### Given entries
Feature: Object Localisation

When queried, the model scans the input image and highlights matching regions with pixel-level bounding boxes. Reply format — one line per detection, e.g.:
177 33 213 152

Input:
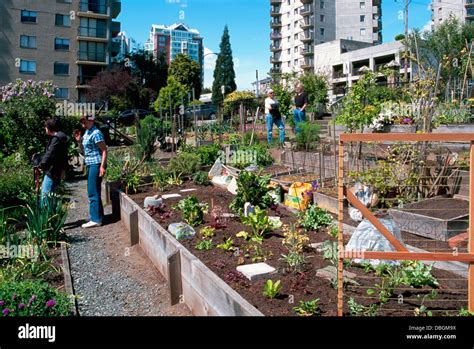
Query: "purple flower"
46 299 56 308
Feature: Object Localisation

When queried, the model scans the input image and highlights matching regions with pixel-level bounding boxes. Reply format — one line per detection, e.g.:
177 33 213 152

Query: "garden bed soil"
399 198 469 220
131 182 467 316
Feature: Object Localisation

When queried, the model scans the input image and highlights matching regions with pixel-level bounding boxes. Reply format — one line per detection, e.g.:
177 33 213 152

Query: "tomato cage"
337 133 474 316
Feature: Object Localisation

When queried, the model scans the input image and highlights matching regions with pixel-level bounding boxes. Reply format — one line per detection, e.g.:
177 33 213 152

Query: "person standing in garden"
37 119 69 198
294 83 308 134
265 89 285 145
74 115 107 228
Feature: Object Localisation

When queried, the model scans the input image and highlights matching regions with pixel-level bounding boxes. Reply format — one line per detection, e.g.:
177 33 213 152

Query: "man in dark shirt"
38 119 69 196
294 84 308 133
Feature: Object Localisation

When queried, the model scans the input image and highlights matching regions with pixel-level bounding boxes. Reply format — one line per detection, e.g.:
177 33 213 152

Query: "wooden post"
168 250 183 305
467 141 474 311
334 140 344 316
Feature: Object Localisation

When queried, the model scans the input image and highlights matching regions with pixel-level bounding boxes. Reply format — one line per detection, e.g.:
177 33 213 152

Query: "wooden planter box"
313 192 347 214
120 193 263 316
389 199 469 241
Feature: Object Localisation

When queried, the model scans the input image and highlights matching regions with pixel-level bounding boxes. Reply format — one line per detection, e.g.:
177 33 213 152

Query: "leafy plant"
200 227 216 239
298 205 334 231
0 281 70 316
242 206 273 240
347 297 377 316
173 195 209 227
193 171 211 185
168 152 201 176
216 238 235 252
229 171 273 214
194 239 213 251
293 298 320 316
263 280 283 299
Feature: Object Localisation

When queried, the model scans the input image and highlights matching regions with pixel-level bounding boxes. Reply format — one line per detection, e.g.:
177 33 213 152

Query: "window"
20 59 36 74
56 14 71 27
20 35 36 48
54 62 69 75
21 10 38 23
54 38 71 51
54 87 69 99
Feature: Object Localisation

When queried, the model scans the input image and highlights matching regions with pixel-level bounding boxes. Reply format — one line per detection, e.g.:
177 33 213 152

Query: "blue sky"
118 0 431 89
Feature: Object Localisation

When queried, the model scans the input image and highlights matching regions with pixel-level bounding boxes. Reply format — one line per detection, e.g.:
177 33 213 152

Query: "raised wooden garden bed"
121 183 466 316
389 198 469 241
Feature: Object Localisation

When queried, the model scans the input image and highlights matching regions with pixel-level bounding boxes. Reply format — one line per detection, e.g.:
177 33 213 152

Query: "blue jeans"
87 164 104 223
266 114 285 143
41 175 61 198
294 109 306 133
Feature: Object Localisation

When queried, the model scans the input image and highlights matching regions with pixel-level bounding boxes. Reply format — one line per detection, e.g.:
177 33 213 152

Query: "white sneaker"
82 221 102 229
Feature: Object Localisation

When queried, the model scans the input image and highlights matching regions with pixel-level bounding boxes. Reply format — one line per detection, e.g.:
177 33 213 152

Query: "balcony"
110 22 122 38
270 32 281 40
270 45 281 52
78 0 109 18
270 55 281 64
77 27 108 41
110 0 122 19
77 51 108 65
270 6 281 17
300 46 314 56
270 18 282 28
300 5 313 17
300 17 314 29
300 33 314 42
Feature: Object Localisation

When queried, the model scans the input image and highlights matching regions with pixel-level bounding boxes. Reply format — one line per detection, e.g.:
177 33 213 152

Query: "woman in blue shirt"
75 116 107 228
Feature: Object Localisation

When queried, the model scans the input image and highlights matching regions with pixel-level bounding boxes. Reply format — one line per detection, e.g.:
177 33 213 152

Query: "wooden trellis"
338 133 474 316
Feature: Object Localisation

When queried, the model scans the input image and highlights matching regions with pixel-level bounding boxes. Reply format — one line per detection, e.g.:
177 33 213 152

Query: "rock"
244 202 255 217
237 263 276 281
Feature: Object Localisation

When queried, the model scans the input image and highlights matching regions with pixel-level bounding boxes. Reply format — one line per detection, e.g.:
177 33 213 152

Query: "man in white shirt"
265 89 285 144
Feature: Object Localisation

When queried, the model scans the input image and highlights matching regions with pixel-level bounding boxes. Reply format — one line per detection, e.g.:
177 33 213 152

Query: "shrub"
173 195 209 227
229 171 273 214
168 152 201 176
193 171 211 185
298 205 334 231
0 281 71 316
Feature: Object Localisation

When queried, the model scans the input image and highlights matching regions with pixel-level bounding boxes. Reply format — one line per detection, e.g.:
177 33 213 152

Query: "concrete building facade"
270 0 382 73
0 0 121 102
431 0 474 29
145 23 204 82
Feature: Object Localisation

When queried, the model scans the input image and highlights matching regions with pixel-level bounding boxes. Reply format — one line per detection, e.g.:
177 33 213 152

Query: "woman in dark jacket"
39 119 69 196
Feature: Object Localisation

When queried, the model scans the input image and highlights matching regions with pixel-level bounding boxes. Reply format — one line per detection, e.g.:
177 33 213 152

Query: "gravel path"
66 180 191 316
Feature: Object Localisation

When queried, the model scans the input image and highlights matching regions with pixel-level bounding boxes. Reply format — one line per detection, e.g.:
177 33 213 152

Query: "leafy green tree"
155 76 187 112
168 54 202 99
212 25 237 104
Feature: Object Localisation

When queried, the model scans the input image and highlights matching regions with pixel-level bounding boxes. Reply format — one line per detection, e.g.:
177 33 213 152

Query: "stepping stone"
316 265 359 286
161 194 181 200
237 263 276 281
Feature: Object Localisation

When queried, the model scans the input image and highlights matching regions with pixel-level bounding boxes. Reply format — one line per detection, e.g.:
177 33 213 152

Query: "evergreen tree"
212 25 237 104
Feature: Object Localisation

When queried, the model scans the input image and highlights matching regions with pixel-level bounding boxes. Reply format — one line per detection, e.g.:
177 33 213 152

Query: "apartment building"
270 0 382 73
145 23 204 82
270 0 382 73
431 0 474 29
0 0 121 102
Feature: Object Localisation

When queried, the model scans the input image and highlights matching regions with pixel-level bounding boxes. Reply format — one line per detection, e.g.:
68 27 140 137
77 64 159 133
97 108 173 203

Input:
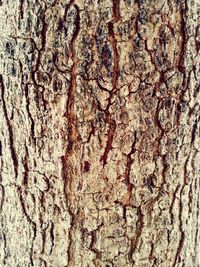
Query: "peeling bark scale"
0 0 200 267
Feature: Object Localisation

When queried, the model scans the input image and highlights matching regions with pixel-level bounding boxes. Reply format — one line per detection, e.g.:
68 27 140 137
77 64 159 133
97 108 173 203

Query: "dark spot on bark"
177 101 187 112
138 9 147 24
133 36 144 50
101 43 112 71
11 65 17 76
57 18 63 31
53 79 62 92
5 42 14 56
83 161 91 172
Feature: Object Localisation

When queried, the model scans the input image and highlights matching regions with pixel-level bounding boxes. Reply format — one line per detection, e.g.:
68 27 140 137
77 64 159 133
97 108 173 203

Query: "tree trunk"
0 0 200 267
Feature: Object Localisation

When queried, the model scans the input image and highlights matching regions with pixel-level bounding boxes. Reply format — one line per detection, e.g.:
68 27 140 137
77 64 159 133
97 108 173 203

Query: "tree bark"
0 0 200 267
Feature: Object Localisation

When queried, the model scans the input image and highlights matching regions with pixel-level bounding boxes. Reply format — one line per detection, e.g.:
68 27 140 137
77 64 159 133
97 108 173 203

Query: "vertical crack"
0 75 19 177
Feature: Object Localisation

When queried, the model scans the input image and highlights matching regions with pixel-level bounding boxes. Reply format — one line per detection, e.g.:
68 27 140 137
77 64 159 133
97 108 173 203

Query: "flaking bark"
0 0 200 267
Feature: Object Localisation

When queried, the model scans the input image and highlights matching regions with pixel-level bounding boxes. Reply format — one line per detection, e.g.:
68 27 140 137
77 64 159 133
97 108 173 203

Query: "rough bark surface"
0 0 200 267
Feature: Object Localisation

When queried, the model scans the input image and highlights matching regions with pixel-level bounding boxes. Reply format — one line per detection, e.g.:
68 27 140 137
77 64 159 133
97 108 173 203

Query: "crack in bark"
0 75 19 178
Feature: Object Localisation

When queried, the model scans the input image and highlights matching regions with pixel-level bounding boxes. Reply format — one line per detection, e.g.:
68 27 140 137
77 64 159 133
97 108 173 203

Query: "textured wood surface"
0 0 200 267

### What to do
Filter the listing above down to every line that contains the string "garden", matching case exactly.

### The solution
Query: "garden bed soil"
Query: "person standing in garden"
Query: "raised wooden garden bed"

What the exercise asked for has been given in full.